### THE INPUT ###

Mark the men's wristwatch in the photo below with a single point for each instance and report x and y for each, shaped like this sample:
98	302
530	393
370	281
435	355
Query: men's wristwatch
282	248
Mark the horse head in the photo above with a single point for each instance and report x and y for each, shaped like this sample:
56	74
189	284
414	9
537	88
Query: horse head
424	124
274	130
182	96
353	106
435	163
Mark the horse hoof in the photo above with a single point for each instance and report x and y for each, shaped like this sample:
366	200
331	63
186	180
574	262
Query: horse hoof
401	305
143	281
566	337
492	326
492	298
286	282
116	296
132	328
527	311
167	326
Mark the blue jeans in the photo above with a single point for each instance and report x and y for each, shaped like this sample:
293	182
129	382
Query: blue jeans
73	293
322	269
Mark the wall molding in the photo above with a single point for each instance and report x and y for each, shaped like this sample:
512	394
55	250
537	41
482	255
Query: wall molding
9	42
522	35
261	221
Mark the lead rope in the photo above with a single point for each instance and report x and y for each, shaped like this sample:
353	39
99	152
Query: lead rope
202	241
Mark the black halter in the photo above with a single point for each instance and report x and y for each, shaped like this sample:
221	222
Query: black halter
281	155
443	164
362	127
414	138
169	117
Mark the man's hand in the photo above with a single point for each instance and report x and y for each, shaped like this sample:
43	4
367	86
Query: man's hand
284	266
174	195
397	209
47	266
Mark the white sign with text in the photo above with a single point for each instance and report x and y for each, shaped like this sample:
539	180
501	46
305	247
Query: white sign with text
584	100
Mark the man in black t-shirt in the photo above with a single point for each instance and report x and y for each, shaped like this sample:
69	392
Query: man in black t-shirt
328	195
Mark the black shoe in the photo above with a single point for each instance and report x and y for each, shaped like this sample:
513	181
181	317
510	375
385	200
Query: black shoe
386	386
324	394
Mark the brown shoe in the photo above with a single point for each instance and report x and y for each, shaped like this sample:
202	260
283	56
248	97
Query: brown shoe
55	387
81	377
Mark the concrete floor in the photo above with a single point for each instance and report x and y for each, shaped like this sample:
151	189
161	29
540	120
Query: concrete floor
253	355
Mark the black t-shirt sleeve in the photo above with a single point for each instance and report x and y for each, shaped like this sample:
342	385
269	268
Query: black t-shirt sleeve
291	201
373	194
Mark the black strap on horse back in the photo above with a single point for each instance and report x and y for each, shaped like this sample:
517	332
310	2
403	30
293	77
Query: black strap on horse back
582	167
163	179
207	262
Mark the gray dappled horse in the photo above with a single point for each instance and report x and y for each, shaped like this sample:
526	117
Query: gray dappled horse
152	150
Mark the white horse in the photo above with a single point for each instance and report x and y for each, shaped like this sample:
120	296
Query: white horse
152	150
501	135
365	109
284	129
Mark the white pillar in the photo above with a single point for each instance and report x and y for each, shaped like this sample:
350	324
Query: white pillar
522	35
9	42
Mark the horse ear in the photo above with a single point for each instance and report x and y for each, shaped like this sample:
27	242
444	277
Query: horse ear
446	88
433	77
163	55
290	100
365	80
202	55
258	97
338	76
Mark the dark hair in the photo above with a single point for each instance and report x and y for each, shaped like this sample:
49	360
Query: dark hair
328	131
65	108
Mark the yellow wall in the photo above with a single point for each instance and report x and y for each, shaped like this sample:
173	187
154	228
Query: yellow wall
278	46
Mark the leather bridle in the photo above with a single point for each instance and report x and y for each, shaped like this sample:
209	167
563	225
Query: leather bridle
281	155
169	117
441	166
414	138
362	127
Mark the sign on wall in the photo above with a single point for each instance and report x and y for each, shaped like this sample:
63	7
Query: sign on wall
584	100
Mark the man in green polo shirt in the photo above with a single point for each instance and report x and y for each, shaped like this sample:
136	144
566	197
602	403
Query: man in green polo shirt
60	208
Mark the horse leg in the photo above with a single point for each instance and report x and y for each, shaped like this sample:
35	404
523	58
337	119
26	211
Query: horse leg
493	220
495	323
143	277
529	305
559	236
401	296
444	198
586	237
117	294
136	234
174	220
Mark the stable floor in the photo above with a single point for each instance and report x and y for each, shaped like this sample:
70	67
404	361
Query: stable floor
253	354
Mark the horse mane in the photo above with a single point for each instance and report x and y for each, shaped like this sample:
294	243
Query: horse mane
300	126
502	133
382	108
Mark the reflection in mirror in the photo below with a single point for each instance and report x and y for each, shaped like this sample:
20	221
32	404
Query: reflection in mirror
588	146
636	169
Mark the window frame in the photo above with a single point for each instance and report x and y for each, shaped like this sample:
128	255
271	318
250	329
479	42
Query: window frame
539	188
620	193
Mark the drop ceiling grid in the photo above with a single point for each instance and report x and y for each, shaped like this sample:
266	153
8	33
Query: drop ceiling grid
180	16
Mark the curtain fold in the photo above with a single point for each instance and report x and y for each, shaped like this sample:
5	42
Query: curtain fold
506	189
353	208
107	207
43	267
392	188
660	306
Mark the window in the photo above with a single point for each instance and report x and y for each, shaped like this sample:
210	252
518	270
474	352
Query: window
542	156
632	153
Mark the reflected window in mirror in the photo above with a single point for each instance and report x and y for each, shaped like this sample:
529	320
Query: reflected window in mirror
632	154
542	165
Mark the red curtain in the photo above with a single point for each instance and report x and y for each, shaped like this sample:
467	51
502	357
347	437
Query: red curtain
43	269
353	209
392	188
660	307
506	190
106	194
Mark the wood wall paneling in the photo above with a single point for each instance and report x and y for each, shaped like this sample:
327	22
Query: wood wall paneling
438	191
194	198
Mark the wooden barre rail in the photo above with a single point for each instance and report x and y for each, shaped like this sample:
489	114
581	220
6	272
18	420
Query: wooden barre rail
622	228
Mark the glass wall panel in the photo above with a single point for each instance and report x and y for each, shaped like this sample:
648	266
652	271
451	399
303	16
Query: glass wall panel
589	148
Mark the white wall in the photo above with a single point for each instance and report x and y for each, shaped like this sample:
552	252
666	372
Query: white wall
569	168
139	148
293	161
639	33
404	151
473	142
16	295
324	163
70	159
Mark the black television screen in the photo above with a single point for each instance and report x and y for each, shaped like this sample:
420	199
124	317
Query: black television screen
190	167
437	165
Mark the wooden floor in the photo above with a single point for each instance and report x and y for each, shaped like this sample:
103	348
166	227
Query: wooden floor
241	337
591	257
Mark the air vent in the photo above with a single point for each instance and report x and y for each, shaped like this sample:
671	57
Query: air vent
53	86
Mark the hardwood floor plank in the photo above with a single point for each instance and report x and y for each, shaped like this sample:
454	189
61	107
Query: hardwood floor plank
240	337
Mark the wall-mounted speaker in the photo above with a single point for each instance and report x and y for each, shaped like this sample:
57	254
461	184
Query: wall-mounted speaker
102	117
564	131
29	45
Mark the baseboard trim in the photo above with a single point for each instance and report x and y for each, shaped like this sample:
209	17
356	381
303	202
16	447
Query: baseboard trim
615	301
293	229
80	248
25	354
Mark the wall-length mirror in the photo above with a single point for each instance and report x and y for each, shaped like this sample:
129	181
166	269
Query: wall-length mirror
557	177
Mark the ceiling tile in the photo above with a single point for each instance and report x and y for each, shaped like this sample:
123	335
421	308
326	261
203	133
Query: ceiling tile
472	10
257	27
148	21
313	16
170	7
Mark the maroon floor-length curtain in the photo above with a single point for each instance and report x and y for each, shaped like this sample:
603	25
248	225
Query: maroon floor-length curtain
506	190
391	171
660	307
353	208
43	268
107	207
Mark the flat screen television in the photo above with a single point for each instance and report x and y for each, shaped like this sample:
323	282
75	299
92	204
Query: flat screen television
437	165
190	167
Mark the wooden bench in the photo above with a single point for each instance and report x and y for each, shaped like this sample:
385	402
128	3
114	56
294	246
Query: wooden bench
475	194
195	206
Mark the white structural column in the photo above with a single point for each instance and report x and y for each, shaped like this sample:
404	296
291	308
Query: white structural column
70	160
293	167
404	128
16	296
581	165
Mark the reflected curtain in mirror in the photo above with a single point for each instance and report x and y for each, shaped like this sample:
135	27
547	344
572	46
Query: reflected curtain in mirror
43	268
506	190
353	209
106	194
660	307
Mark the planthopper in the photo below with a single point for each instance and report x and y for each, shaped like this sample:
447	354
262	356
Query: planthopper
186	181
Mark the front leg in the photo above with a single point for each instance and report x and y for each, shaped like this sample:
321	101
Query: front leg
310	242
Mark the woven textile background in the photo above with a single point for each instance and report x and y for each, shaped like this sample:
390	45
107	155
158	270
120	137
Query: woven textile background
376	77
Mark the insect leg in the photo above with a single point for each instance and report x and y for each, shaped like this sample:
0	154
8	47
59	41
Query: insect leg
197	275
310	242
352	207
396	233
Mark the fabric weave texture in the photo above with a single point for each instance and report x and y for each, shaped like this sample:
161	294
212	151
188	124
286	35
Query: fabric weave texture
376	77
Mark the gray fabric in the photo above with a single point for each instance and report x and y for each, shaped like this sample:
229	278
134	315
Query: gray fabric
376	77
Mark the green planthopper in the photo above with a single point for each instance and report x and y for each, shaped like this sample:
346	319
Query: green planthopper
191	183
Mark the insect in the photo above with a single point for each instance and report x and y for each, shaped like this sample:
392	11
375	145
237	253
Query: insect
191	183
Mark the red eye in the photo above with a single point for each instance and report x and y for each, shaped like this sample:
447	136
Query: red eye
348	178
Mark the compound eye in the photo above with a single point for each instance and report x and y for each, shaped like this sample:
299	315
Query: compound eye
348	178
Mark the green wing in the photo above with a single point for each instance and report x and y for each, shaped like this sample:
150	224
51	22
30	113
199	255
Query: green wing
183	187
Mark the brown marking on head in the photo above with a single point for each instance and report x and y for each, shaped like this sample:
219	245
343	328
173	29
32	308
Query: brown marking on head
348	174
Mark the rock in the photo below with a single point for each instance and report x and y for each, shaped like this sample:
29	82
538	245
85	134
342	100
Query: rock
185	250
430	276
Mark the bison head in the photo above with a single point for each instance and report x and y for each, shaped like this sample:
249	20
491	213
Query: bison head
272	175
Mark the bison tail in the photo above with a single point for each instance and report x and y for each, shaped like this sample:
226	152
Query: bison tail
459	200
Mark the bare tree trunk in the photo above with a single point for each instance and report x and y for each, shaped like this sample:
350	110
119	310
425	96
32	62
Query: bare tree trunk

###

Please copy the stretch of the entries above from the line containing "Mark the bison tail" through the end of the entries, both ends included, with every character unchanged.

Mark the bison tail in the photo above with a single point for each instance and report x and y for each, shaped like this sample:
226	152
Query: bison tail
459	200
Mark the bare tree trunk in the photo above with a single point for each instance and report x and y for each, shaped like this sample:
350	110
119	310
425	96
32	62
Query: bare tree trunk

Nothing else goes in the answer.